WORK INSTRUCTIONS. A full, exact copy of the listing is needed, with images omitted.
★ ★ ★ ★ ★ ★ ★
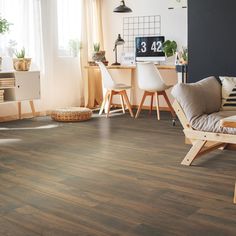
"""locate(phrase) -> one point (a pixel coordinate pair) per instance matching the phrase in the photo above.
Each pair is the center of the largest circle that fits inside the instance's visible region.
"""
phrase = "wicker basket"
(72, 114)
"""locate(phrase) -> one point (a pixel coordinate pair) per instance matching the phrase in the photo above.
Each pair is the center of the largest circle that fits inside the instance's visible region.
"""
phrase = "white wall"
(173, 27)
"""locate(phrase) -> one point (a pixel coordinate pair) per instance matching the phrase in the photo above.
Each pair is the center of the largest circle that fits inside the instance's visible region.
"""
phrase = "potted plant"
(4, 26)
(170, 48)
(98, 55)
(21, 63)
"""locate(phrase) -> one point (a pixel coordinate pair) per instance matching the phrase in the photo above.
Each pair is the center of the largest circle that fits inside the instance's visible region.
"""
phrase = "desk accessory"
(118, 42)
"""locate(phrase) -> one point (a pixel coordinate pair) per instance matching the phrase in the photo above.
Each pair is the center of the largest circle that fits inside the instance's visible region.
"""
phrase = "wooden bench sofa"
(198, 107)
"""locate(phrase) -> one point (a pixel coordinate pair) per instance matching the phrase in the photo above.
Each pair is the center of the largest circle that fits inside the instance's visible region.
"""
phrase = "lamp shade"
(119, 41)
(122, 8)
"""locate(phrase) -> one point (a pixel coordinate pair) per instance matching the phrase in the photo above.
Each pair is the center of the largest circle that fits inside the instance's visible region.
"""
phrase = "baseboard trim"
(48, 113)
(23, 116)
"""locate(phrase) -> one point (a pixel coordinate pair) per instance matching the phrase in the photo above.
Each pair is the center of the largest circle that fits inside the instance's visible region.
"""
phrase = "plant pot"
(99, 56)
(170, 60)
(21, 64)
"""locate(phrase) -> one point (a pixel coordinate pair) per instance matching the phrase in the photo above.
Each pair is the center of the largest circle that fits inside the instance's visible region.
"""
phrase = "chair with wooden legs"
(113, 89)
(149, 80)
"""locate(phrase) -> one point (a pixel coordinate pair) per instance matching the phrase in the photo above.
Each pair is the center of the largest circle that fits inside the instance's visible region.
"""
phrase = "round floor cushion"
(71, 114)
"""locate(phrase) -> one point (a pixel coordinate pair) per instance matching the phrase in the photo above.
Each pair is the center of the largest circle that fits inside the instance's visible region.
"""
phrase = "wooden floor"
(116, 176)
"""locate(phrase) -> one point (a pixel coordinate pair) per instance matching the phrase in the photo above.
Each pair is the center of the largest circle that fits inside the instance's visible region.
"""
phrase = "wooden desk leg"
(32, 108)
(132, 93)
(19, 110)
(235, 194)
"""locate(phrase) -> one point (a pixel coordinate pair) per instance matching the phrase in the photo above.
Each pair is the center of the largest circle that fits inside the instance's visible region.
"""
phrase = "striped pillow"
(228, 93)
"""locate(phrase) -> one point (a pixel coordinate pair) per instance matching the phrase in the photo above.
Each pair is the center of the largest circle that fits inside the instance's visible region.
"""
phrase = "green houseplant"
(98, 55)
(169, 48)
(4, 26)
(21, 63)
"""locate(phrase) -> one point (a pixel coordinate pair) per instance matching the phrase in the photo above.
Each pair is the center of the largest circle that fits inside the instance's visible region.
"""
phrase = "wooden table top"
(133, 67)
(229, 122)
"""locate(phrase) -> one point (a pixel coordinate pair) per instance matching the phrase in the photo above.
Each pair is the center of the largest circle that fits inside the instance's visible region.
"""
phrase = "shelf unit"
(25, 86)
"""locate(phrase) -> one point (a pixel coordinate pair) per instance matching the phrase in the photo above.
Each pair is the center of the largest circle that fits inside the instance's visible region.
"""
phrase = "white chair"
(113, 89)
(150, 80)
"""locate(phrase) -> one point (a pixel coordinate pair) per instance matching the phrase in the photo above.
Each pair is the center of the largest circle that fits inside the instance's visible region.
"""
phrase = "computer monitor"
(149, 48)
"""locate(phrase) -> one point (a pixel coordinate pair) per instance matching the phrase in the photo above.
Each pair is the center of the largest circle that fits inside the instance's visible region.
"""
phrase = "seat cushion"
(203, 97)
(228, 93)
(211, 123)
(71, 114)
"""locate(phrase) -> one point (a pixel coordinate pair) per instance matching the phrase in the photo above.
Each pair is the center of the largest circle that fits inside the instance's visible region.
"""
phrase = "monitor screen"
(149, 48)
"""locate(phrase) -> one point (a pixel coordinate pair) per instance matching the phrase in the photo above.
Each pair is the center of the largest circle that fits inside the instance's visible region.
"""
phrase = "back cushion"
(228, 93)
(203, 97)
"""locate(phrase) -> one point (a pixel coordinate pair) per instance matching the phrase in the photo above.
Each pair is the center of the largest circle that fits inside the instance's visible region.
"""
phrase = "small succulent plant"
(20, 54)
(96, 47)
(4, 26)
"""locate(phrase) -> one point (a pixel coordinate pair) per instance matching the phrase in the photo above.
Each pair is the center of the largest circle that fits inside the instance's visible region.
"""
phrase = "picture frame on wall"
(174, 4)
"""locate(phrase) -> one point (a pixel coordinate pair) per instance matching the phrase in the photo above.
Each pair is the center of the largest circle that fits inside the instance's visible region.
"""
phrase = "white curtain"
(92, 32)
(43, 28)
(63, 72)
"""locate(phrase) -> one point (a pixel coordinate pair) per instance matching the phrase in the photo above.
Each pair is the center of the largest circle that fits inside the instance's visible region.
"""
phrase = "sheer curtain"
(25, 31)
(45, 28)
(92, 32)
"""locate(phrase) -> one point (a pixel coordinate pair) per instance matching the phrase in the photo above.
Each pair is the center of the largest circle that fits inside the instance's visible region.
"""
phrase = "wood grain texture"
(118, 176)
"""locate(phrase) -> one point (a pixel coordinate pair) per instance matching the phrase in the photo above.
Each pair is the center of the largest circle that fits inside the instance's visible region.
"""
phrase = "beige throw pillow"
(228, 93)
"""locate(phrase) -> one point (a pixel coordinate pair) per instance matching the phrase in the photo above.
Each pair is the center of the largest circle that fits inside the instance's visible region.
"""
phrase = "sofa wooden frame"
(202, 142)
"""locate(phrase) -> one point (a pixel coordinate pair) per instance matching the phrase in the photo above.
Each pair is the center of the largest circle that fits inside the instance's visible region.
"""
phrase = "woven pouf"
(71, 114)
★ ★ ★ ★ ★ ★ ★
OUTPUT FOR THIS EXERCISE.
"""locate(phrase) -> one point (a pixel coordinate pair) per instance matching the phrase in the photo above.
Each pair is the center of the largest circle that fits inside the instance's visible region.
"""
phrase = "wicker basket"
(72, 114)
"""locate(phrase) -> one point (a pixel coordinate pair) per instance matching the phrase in the photo above.
Each pair is the center of the largest circle that fits inside the instance's visible region.
"""
phrase = "white wall"
(173, 27)
"""locate(phrase) -> one point (a pixel coordinate pair) per instance matching the phrase in the photo above.
Each pair is the center of the largest circle that fits inside the instance's visible region.
"""
phrase = "potted plant"
(4, 26)
(170, 48)
(98, 55)
(21, 63)
"""locate(phrase) -> one point (a pixel coordinate pair) per instance matching the phrase in the photo above.
Each pair is the center of the largest circle that fits inside the instance's visible region.
"""
phrase = "desk accessory"
(118, 42)
"""locate(phrase) -> one point (a pixel coordinate pair) per instance matching the phrase in the photo above.
Each pair is the center of the largest circle that fits inside the instance's visible region.
"""
phrase = "wooden bench sofa"
(198, 107)
"""locate(phrase) -> one point (a pixel coordinate pair) per instance matching the phrase in the photo above.
Each pair is the center of the largest circle that fits inside the instance's visible region.
"""
phrase = "lamp shade"
(119, 41)
(122, 8)
"""locate(phrase) -> one point (a pixel coordinate pair) per instance matching the phrase in the photo above.
Each pair is the center of the largest circle that fits inside the instance's visible region.
"""
phrase = "baseboard trim"
(48, 113)
(23, 116)
"""locate(phrase) -> one point (a pixel coordinate pair) per instance matching the phrase in the photo above.
Each pair is the center of the largest circle that fits inside the instance's visible region.
"""
phrase = "plant pot"
(99, 56)
(170, 60)
(21, 64)
"""locate(phrase) -> one point (a pixel coordinate pair) per instance matching the phrase in the photo above.
Each pair is the center of the largest circle that fits inside the instance's visible region.
"""
phrase = "chair with wooden legs"
(113, 89)
(149, 80)
"""locate(phrase) -> one point (a pixel coordinate pair) per instance matching the phrase in the photo above.
Each pair is the center of the largest circle that fits inside the instance's visible region.
"""
phrase = "round floor cushion"
(71, 114)
"""locate(phrase) -> one point (a pixel coordinate pair) per instance matching the phrase in the photo above.
Each pair is the center of the largest circle that fits inside the instance's visible region.
"""
phrase = "wooden floor"
(116, 176)
"""locate(phrase) -> one point (a pixel coordinate pair) per instance matching the phrase in the photo above.
Each pair is the center of the largest circle that fits inside the instance's visible region.
"""
phrase = "wooden desk leg"
(32, 108)
(132, 93)
(19, 110)
(235, 194)
"""locate(phrase) -> one point (a pixel coordinate pair) per instance matching the phrase in the photo above.
Each pair is the center of the largest circle that fits inside the instance's visible region.
"""
phrase = "striped pillow"
(228, 93)
"""locate(phrase) -> one point (a pixel coordinate pair) per instance matching the phrase in the photo above.
Each pair is the center of the largest circle that fits inside the instance's visible region.
"""
phrase = "green houseplant"
(98, 55)
(169, 48)
(4, 26)
(21, 63)
"""locate(phrase) -> one point (a pixel coordinate pair) per instance matching the phrase in the photo above.
Each pair is the center of the largest circle that fits inside the instance's visible region.
"""
phrase = "wooden table top"
(133, 67)
(229, 122)
"""locate(phrase) -> one point (a pixel coordinate pair) per instance matching the phrase in the photo above.
Each pair is the center of the largest circle that fits inside the instance's visible region.
"""
phrase = "shelf unit"
(25, 86)
"""locate(phrase) -> one point (a pixel coordinate pair) per instance matching the phrase in the photo above.
Each pair is the center of the largest circle that fits inside the instance's visible region.
"""
phrase = "white chair"
(113, 89)
(150, 80)
"""locate(phrase) -> one point (a pixel coordinate pair) per instance matching the phrase in the photo above.
Each pair is the center of the largest circle that fits inside the instance's visible region.
"""
phrase = "computer monitor"
(149, 48)
"""locate(phrase) -> one point (a pixel coordinate pair) per instance matching the phrase in the photo above.
Each pair is the center of the largest circle that fits inside the instance's visible region.
"""
phrase = "seat cushion"
(203, 97)
(228, 93)
(211, 123)
(71, 114)
"""locate(phrase) -> one point (a pixel coordinate pair) per instance matching the phrase in the photo above.
Each pair is the center of the largest circle that fits inside the instance's visible region.
"""
phrase = "monitor screen"
(149, 48)
"""locate(phrase) -> one point (a pixel coordinate pair) per instance matching the phrase in the photo above.
Each pair is the center of the largest circle that fits inside the instance's visible region.
"""
phrase = "back cushion"
(228, 93)
(203, 97)
"""locate(phrase) -> one point (a pixel coordinate pair) per instance matching the phrase in the photo above.
Each pair is the center of the largest circle that fits inside the instance's visible region.
"""
phrase = "small succulent plant"
(20, 54)
(96, 47)
(4, 26)
"""locate(phrase) -> one point (a pixel coordinate pair) per instance matching the phrase in the photo above.
Each pair is the center of the largest circle that fits inside the instance's visible region.
"""
phrase = "picture frame on wall"
(174, 4)
"""locate(phrase) -> one point (a pixel coordinate pair) per instance matching the phrase in the photo above.
Each pair is the center of the largest circle that fits inside the instance's visible region.
"""
phrase = "white curtain"
(92, 32)
(43, 28)
(63, 72)
"""locate(phrase) -> one point (a pixel coordinate pair) per instance matching the phrase in the photo above.
Each pair is the center of the largest circle that fits inside the instance's visible region.
"""
phrase = "sheer curtain"
(25, 31)
(45, 28)
(92, 32)
"""locate(phrase) -> one point (a pixel coordinate pair) per instance matching the phrase in the photo above.
Each pair is the center of the largest circle that fits inside the instance's visible region.
"""
phrase = "wood grain texture"
(118, 176)
"""locate(phrase) -> one point (a pixel coordinate pair) per instance matching the phrase in the photo above.
Each pair is the center of the largest circle that fits inside the instance's visible region.
"""
phrase = "beige throw pillow"
(228, 93)
"""locate(phrase) -> one point (a pixel coordinate pair) per instance matching the phrase in the photo above.
Each pair is the center of the largest circle that fits inside the instance's visible region.
"""
phrase = "sofa wooden frame"
(202, 142)
"""locate(phrase) -> one point (a pixel coordinate pair) per instance matching the phrase in the photo above.
Each pair is the center of the largest circle that fits inside the instance's visible region.
"""
phrase = "woven pouf"
(71, 114)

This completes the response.